What you need to do
a: From the guide on Google Business Profile posts, reproduce the passage starting with "What should you" and going on through "a holiday closing.".
b: According to the guide on Google Business Profile posts, how often should a business post something useful?
c: Extend the guide on Google Business Profile posts onward from its final line.
-------- Given text
Quick answer
Google Business Profile posts are short updates (offers, news, events, and product or service highlights) that show up on your profile in Google Search and Maps. Post something useful every week or two: a current offer, a recent job or dish, an event, or a customer win. Posts keep your profile active and feed Google's AI answers, but they are a freshness signal, not a ranking shortcut.
By Kevin Hofmann, Founder of RepliFast. Updated June 2026.
A Google Business Profile post is a small update you publish straight to your profile, where it appears next to your reviews and photos in Search and Maps. Used well, it is free advertising on the exact page customers check before they decide to call you. The hard part is almost never the posting itself. It is knowing what to post, week after week. This guide gives you a gallery of real examples by post type and by business type, an honest answer on how often to post, and where posts actually fit into local ranking.
What should you post on your Google Business Profile?
Post whatever a customer would find useful or reassuring this week. The five reliable categories are a current offer, a piece of news or an update, an upcoming event, a product or service spotlight, and a recent customer win. The best posts are specific and visual: a photo of a real job, a real dish, or a real product beats a generic stock graphic every time, because it shows a customer that the business is active, real, and proud of its work.
- Offers: a discount, a seasonal deal, a limited run.
- Updates: anything new this week, from a fresh menu to a holiday closing.
- Events: a sale day, a workshop, a pop-up, an open house.
----------------
-------- Source information
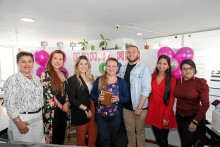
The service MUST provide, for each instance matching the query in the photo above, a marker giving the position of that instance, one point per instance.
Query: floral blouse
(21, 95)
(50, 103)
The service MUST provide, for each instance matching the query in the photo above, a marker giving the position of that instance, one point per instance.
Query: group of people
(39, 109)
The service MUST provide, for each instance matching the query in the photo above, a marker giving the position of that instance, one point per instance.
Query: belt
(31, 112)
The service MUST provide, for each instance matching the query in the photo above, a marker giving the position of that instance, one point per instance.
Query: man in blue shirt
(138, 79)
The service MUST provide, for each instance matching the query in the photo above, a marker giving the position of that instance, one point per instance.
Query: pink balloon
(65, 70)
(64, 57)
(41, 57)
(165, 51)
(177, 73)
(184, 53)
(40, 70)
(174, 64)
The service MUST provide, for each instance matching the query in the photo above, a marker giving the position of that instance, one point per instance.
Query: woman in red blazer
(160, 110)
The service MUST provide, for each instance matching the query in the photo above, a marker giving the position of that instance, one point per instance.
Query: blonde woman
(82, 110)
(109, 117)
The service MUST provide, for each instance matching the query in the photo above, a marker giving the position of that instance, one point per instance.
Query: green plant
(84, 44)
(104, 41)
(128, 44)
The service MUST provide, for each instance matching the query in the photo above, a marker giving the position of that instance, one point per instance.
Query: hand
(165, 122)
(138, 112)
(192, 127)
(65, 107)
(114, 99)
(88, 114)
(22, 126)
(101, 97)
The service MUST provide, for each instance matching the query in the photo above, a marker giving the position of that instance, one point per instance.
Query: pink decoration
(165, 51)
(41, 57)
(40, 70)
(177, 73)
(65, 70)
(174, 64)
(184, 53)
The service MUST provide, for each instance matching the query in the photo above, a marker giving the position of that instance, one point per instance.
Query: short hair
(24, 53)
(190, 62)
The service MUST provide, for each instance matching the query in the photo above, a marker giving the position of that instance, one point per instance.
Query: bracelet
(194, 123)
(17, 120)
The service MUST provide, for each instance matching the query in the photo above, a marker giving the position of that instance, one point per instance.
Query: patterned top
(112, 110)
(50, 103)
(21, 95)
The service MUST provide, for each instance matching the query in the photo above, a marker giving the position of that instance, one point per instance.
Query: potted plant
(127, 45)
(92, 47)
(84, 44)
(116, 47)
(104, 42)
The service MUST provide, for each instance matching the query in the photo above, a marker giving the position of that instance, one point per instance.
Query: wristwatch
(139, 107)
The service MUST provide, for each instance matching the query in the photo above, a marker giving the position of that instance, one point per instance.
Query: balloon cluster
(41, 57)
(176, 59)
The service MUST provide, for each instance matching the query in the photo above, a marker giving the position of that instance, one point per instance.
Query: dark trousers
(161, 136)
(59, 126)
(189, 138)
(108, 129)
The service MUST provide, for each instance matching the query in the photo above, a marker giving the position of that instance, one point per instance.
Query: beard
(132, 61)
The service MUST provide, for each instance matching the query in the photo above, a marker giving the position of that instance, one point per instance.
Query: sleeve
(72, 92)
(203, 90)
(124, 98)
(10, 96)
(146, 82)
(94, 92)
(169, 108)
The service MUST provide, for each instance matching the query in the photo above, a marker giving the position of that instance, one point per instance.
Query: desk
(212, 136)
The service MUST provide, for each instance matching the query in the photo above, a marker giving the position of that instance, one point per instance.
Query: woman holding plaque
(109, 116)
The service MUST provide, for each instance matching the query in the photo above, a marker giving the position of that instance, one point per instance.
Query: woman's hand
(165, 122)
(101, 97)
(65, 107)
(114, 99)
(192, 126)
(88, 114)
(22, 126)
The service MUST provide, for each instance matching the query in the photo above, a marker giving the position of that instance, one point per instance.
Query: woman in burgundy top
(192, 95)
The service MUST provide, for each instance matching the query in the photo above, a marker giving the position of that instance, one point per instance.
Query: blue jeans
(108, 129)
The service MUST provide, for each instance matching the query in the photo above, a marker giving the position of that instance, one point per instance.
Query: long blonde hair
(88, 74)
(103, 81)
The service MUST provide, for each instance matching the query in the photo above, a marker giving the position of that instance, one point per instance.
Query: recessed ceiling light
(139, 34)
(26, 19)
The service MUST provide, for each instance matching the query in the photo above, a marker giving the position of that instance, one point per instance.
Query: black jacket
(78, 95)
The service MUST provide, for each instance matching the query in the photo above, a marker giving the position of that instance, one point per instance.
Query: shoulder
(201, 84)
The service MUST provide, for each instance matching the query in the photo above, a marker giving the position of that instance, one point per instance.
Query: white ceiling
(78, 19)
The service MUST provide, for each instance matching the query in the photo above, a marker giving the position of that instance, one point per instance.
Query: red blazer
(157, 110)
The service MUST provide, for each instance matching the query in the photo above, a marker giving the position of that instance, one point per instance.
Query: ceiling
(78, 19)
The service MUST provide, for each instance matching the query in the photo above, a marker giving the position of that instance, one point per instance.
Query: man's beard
----------------
Responses
a:
What should you post on your Google Business Profile?
Post whatever a customer would find useful or reassuring this week. The five reliable categories are a current offer, a piece of news or an update, an upcoming event, a product or service spotlight, and a recent customer win. The best posts are specific and visual: a photo of a real job, a real dish, or a real product beats a generic stock graphic every time, because it shows a customer that the business is active, real, and proud of its work.
- Offers: a discount, a seasonal deal, a limited run.
- Updates: anything new this week, from a fresh menu to a holiday closing.

b: Every week or two.

c:
- Products and services: spotlight one thing you do well.
- Customer wins: a before and after, or a recent five-star moment.
Google Business Profile post examples by type
Here are concrete examples you can adapt today. Each one is short on purpose, because posts are read in a glance, and each is paired with the reason it works.
Offer posts
- "15 percent off all gutter cleaning booked before October 1. Beat the autumn rush and protect your roof now. Tap to call." Works because it pairs a clear discount with a deadline and a reason to act.
- "New patient special: full exam and clean for 79 dollars this month. Same-week appointments open." Works because it removes price uncertainty, the top objection for a first visit.
Update posts
- "Our autumn menu is live. New braised short rib, three new vegetarian plates, and the pumpkin tart everyone waits for." Works because it gives a regular a reason to come back this week, not someday.
- "We are now open Sundays, 9 to 2. Same kitchen, same team, one more day to catch us." Works because hours are the single most common thing customers check.
Event posts
- "Saturday only: meet the maker. Our head roaster is pouring single-origin samples from 10 to 1. Free, no booking needed." Works because a dated, low-commitment event gives people a specific moment to show up.
Product and service spotlights
- "This week we refinished a 1920s oak floor that the owners thought was beyond saving. Swipe to see the before. This is the kind of work we love." Works because a real before and after is proof, not a claim.
Customer win posts
- "A recent review made our week: 'They fixed in an hour what two other shops could not find in a week.' Thank you, Maria. This is exactly why we do this." Works because it turns a genuine review into social proof, in the customer's words.